■ **WHAT YOU SHOULD DO**
The lines to reproduce run from the one containing "Target: debris" to the end of the listing. Reproduce them exactly, both ends included, and nothing else.

PROVIDED DATA: Begin

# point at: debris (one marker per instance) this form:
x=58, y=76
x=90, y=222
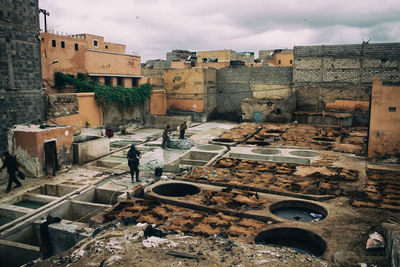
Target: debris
x=375, y=241
x=180, y=254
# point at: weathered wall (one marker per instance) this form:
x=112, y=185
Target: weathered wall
x=384, y=128
x=20, y=73
x=237, y=83
x=187, y=89
x=158, y=102
x=88, y=110
x=323, y=74
x=114, y=117
x=28, y=146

PROVIDED DATA: End

■ **ANSWER SPACE**
Target: debris
x=375, y=241
x=180, y=254
# point at: weathered wall (one marker per instance) this form:
x=112, y=185
Target: weathered wall
x=384, y=128
x=20, y=73
x=237, y=83
x=187, y=89
x=158, y=102
x=88, y=110
x=323, y=74
x=114, y=117
x=28, y=146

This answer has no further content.